··· The input ···

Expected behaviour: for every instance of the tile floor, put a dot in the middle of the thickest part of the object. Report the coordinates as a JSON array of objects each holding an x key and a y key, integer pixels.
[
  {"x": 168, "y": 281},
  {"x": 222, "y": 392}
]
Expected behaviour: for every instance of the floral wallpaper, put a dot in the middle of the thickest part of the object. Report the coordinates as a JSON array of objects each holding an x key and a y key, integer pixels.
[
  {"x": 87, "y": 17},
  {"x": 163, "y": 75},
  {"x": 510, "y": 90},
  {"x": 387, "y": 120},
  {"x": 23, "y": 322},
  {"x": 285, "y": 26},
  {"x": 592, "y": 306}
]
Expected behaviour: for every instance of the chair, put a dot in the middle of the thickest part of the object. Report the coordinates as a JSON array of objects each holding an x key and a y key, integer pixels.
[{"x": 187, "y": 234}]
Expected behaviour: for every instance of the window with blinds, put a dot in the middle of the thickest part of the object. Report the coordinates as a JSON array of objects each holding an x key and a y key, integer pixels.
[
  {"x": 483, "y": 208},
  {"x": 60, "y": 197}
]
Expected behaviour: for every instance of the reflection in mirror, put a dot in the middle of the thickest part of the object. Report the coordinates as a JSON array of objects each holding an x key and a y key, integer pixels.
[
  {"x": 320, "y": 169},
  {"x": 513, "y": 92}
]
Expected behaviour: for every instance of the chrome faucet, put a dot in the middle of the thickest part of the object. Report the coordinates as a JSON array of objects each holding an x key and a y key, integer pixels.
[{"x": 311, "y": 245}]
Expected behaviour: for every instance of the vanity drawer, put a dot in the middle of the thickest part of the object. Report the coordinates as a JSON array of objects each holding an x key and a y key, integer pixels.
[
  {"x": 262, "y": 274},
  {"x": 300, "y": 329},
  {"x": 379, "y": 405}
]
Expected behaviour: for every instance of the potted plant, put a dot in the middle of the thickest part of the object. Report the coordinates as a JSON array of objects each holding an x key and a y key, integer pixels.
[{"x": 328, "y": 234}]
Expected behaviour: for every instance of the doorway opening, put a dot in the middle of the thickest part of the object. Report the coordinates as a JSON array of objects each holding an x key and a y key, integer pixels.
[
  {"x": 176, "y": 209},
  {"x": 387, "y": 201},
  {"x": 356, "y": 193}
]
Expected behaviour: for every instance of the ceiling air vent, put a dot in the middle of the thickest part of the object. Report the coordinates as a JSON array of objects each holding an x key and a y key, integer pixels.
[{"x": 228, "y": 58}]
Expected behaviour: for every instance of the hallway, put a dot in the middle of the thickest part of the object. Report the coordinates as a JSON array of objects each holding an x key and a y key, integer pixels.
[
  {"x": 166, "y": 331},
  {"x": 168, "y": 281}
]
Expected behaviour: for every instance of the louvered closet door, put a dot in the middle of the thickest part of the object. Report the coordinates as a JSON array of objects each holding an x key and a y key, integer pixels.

···

When you reach the end of the data above, set it all down again unchanged.

Output for this exercise:
Expected behaviour: for every instance of the tile floor, put a dot in the middle of the thickest part of the object. Report the coordinates as a JSON array of objects each holding an x key and a y key, integer pixels.
[
  {"x": 168, "y": 281},
  {"x": 222, "y": 392}
]
Expected behaviour: for every instance of the floral wallpaper, put a dot in the middle of the thickest part of the object. Report the coordinates as a JSON array of objects each holding an x key and a y key, integer pixels.
[
  {"x": 87, "y": 17},
  {"x": 163, "y": 75},
  {"x": 510, "y": 90},
  {"x": 387, "y": 120},
  {"x": 23, "y": 322},
  {"x": 285, "y": 26},
  {"x": 592, "y": 306}
]
Expected behaviour: for every instance of the chair, put a dot in the middle of the thickest part of the object. Report the coordinates as a JSON array of objects each holding an x key and a y key, integer pixels.
[{"x": 187, "y": 234}]
Expected behaviour: for every instance of the window with blinds, put a dot in the middle of the thickest part of the object. Report the coordinates as a JSON array of objects each holding an x key and a y key, integer pixels.
[
  {"x": 483, "y": 208},
  {"x": 60, "y": 197}
]
Expected behaviour: for every instance of the reflection in mirror, put a dot in the middle of the thickest part of the object. Report the coordinates as a JSON array of objects each holding an x key and a y key, integer pixels.
[
  {"x": 320, "y": 169},
  {"x": 513, "y": 92}
]
Expected behaviour: for every instance of the chrome faucet, put a dot in the middle of the thickest part of the object. Report the coordinates as a JSON array of objects each holding an x key and a y key, integer pixels.
[{"x": 311, "y": 245}]
Expected behaviour: for every instance of the vanity drawer, put a dot in the middle of the thickest part of the object. Report the coordinates as a JSON array of objects each holding an x key and a y key, integer pixels.
[
  {"x": 262, "y": 274},
  {"x": 300, "y": 329},
  {"x": 379, "y": 405}
]
Expected behaviour: for every instance of the potted plant, put a dot in the middle of the thickest part of the object. Report the coordinates as a JSON array of objects each holding an x key and a y key, integer pixels.
[{"x": 328, "y": 234}]
Expected behaviour: for every instance of the doorway opening, put a dot in the middle of the thickest part of the object. Report the coordinates as a JSON array of objects each holding an x key and a y key, integer pixels.
[
  {"x": 176, "y": 209},
  {"x": 387, "y": 201},
  {"x": 356, "y": 193}
]
Expected behaviour: for every instance of the ceiling air vent, put a dot in the middle of the thickest part of the object. Report the coordinates as a JSON array of objects each holding an x key and a y key, integer pixels.
[{"x": 228, "y": 58}]
Expected behaviour: for every instance of the hallway, put a dot in the middle of the thickest part of the object. Report the coordinates as a JSON array of objects each holding an x key and a y key, integer pixels.
[
  {"x": 166, "y": 331},
  {"x": 168, "y": 281}
]
Expected behaviour: for every instance of the louvered closet door, put a dot in the middle of the thickest part of the object. Report the coordinates as a JSON array of objects each holding an x key and a y key, integer pixels.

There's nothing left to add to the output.